### Action item
Could you transcribe every entry exactly, leaving nothing out?
===
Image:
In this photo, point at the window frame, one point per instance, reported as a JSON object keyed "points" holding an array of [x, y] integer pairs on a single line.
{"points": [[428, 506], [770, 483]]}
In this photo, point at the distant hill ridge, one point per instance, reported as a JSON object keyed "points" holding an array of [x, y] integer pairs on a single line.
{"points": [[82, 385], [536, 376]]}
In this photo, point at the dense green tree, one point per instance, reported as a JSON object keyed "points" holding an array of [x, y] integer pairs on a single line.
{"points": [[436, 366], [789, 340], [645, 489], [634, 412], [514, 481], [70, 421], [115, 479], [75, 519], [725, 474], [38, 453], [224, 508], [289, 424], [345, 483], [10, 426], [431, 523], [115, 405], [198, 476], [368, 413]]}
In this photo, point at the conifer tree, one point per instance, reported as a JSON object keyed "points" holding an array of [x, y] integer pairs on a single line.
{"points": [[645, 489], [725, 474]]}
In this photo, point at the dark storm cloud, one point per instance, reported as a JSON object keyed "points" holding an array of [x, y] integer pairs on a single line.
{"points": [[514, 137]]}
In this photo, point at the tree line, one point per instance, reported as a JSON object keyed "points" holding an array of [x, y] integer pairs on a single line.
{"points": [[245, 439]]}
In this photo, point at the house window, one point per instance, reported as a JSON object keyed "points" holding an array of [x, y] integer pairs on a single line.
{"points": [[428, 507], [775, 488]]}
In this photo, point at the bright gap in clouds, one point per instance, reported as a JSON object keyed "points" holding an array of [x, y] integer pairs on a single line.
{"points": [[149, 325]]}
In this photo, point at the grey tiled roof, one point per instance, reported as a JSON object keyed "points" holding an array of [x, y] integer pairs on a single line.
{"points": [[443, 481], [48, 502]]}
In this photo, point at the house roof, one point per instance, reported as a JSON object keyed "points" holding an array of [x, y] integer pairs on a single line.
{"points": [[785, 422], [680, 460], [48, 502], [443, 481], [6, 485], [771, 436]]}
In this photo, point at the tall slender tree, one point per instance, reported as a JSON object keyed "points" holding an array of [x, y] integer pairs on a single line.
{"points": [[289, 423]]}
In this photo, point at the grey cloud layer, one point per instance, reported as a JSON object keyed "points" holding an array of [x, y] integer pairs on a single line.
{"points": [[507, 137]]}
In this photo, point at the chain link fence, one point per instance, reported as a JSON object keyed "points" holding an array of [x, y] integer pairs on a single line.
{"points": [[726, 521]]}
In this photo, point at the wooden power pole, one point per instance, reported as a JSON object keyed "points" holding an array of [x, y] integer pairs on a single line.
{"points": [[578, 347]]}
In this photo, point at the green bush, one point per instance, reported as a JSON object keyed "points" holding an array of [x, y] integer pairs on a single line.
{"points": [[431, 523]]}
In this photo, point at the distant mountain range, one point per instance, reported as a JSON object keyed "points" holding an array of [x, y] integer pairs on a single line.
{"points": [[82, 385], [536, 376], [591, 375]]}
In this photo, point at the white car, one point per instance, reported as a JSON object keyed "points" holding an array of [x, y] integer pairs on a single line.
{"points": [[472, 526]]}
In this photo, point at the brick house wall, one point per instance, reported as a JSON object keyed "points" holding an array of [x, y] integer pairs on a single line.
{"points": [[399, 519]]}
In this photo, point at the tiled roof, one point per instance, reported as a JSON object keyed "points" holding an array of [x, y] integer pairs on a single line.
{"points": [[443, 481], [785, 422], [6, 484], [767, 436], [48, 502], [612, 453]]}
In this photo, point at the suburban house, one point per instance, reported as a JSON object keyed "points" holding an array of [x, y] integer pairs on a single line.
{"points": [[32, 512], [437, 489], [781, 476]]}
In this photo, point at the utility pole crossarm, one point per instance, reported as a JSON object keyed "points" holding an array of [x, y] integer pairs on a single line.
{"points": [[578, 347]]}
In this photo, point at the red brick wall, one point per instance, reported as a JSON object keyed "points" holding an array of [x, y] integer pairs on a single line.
===
### Answer
Image:
In this photo, point at the window frame, one point per instance, reported as a JSON object keyed "points" holding an array of [x, y] integer pairs on a single line.
{"points": [[428, 506], [770, 483]]}
In this photo, point at the distant hill ridge, one point per instance, reported as a JSON object keyed "points" holding an array of [x, y] integer pairs on a single line.
{"points": [[82, 385], [536, 376]]}
In this photo, point at the dense green tree, one point per instance, reported as a JSON object keyed "points" holding an array of [x, y] integer pairs on a single line.
{"points": [[436, 366], [789, 340], [645, 489], [634, 412], [514, 481], [70, 421], [115, 479], [75, 519], [725, 474], [38, 453], [224, 508], [289, 424], [345, 483], [10, 426], [431, 523], [115, 405], [198, 476], [368, 413]]}
In this photo, point at the conifer tree, one point per instance, reported as a JSON object keyed "points" holding an array of [x, y] integer pairs on a single line.
{"points": [[645, 489], [725, 474]]}
In this photo, point at the dark storm cloud, one point per instance, reported as a JSON object keyed "points" holding an array of [x, y] integer pairs on a single line.
{"points": [[514, 137]]}
In this photo, point at the tree line, one point per instance, reported as a JSON object keyed "points" holding an array of [x, y] integer pairs on a single line.
{"points": [[245, 439]]}
In this photo, point at the house window, one point per instance, reported as a JSON object keyed "points" holding an array of [x, y] integer pairs on a single line.
{"points": [[428, 507], [775, 488]]}
In this photo, point at the bright gap in clouds, one point per instance, reported as a JSON object keyed "points" holding an array of [x, y] integer pairs on a single line.
{"points": [[149, 325]]}
In this photo, point at the grey tiled roof, one point per instance, reported as a JSON object keyed "points" holding an array of [x, y] integer pairs on a single line.
{"points": [[443, 481], [48, 502]]}
In this photo, point at the house roof, one point per instance, reported as a JSON object keyed "points" holding an array of [x, y] integer pairs on a single line.
{"points": [[785, 422], [680, 460], [48, 502], [443, 481], [6, 485], [771, 436]]}
In this photo, point at the tall slender tree, one point per instance, reported as a JSON object keyed "points" holding an array of [x, y] integer pairs on a single line.
{"points": [[289, 423]]}
In this photo, point at the grey cloud layer, one point per instance, reported as a JSON object keyed "points" holding an array of [x, y] integer pairs on a single line.
{"points": [[507, 137]]}
In this photo, point at the chain link fence, one point per instance, reported as a JSON object keyed "points" holding an array of [x, y] integer pairs on a single line.
{"points": [[726, 521]]}
In this photo, point at the wooden power pole, one point per instance, reported as a JSON object keyed "points" holding an array of [x, y] integer pairs on a single line.
{"points": [[578, 347]]}
In this photo, point at the green bush, one point per instance, reported as a JSON object keyed "points" holding an array of [x, y] integer pairs on a single line.
{"points": [[431, 523]]}
In this photo, point at the distant mountain range, one point per instance, reported as a JSON object keyed "points" holding an array of [x, y] integer pairs on a single line.
{"points": [[82, 385], [536, 376], [591, 375]]}
In this photo, point at the white car, one point per instance, reported as a JSON object keyed "points" holding an array of [x, y] integer pairs on a single line.
{"points": [[472, 526]]}
In this photo, point at the brick house wall, one point per instance, reported as a JSON object keyed "points" holding an array of [x, y] integer pairs on a single line.
{"points": [[399, 519]]}
In this photo, point at the tiled roof, one point per instance, reported as a JSON object keyed "points" holding an array of [x, y] integer pairs on a single line.
{"points": [[443, 481], [785, 422], [6, 484], [767, 436], [48, 502], [612, 453]]}
In this photo, point at the suburban house, one point per instance, reported as a JSON object keyed "points" holding an array of [x, y] integer pairs on a single line.
{"points": [[32, 512], [437, 489], [781, 476]]}
In this photo, point at the utility pole crossarm, one point per instance, reported as a JSON object keyed "points" holding an array of [x, y] integer pairs on a single line.
{"points": [[578, 347]]}
In this photo, point at the red brick wall, one point per instance, reported as a JSON object keyed "points" holding an array of [x, y] integer pairs on a single line.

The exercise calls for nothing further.